Hermione Eyre
Anne Glenconner: ‘I took my courage from Princess Margaret’
The former lady-in-waiting is renowned for stoicism, but now digs deeper into her troubled marriage to Colin Tennant
Craig Brown is responsible for the astonishing late flowering of Anne Glenconner. It was his biography Ma’am Darling: 99 Glimpses of Princess Margaret that so enraged her that, in an effort to stick up for her friend, whom she served as a lady-in-waiting for 30 years, Lady Glenconner started writing in her mid-eighties. She hasn’t stopped since.
First came an internationally best-selling memoir, Lady in Waiting, then two pacy novels. And now, coinciding with her 90th birthday, as well as (no flies on her) the new season of The Crown, Christmas etc, she publishes this volume of ‘life lessons’ – a catch-all, really, for any other top toff reflections from this most likeable of survivors.
Success, she says, ‘has come as a most marvellous surprise’. She likes the selling part, the promotion. Finding herself invited on to Graham Norton’s red sofa at the BBC, she asked her friend and Mustique mucker Rupert Everett to help her prep:
“He was very kind and advised me to launch straight into the story of the night in Paris just after our wedding when Colin took me to a live sex show at a brothel. I did, and the audience began to laugh in all the right places, so I let rip. By the time the show ended I was on an absolute high. Afterwards, Chadwick Boseman, the American actor and star of Black Panther, who’d also been on the show, came up to me and said: ‘Gee whiz, lady!’ I thought, well, goodness, now I’ve arrived.

Instructions:
[1] Please answer these about the Anne Glenconner article, one line each:
(a) For how many years did she serve Princess Margaret as a lady-in-waiting?
(b) What is the title of her internationally best-selling memoir?
(c) Whom did she ask to help her prepare for Graham Norton's sofa?
[2] Carry the Anne Glenconner article forward from its final line.

Material provided:

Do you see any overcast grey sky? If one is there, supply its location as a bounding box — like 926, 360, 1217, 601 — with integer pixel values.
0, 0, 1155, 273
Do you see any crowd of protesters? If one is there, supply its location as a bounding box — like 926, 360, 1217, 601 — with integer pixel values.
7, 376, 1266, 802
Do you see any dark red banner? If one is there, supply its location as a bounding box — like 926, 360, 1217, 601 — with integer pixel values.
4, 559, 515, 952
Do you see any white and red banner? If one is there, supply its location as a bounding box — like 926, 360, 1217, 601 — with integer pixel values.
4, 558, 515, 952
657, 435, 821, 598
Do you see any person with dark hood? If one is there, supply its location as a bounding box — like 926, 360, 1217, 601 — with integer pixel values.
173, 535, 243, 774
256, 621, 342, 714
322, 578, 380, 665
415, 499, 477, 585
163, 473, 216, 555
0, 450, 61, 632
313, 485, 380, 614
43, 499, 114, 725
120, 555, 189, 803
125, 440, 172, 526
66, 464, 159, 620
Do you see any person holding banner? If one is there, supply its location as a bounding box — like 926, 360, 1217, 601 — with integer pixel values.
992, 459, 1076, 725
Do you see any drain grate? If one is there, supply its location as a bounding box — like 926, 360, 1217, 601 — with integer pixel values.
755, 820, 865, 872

Results for each task:
[1]
(a) 30 years
(b) Lady in Waiting
(c) Rupert Everett

[2]
It’s rather like having lunch with her. Charm itself. And if you go down the audio-book route you can also enjoy her marvellously comforting, unflappable voice, and those vowels that ought to be listed by English Heritage: the ‘gawn’s and ‘orf’s and ‘goff’s that The Crown didn’t quite dare recreate, probably thinking no one would believe them. Part of her success comes from the old-world solidity and decorousness she embodies: her utter lack of introspection or guff.
She previously wrote about Colin Tennant, her monstrous, charismatic, visionary husband, the laird of Mustique, with such distance that he shone as a sort of literary creation, to be put safely on a shelf beside Hons and Rebels. This time, however, she is determined to dig a little deeper: ‘Looking back at Lady in Waiting now, I can see I wrote about Colin and our marriage in a rather breezy way, playing up the absurdity of his behaviour in order to laugh about it.’ It was a coping mechanism, as well as a deeply entrenched cultural attitude. Putting on a brave face was what she was brought up to do. ‘I took my courage from Princess Margaret, who was a great believer that one didn’t dwell.’
In one of his rages, on their young twin daughters’ birthday, Colin beat Anne around the head with his shark-bone walking stick. Retreating to her room, she hid all night, ‘too scared to come out of the bedroom through the door in case Colin was waiting outside. I was certain that he had gone completely mad.’ One of her eardrums burst and she never regained hearing in it. Their redoubtable nanny Barbara told Colin off. He’d listen to her, of course.
After this incident, Anne found vital ways of distancing herself from her husband, including getting a gypsy caravan, which she installed in the grounds of Glen, their Scottish home, while her mother issued an ultimatum: never again, or the marriage was over. This worked. In denial to a certain extent, Anne used to donate to Erin Pizzey’s Refuge shelters for women, but didn’t see the link to herself.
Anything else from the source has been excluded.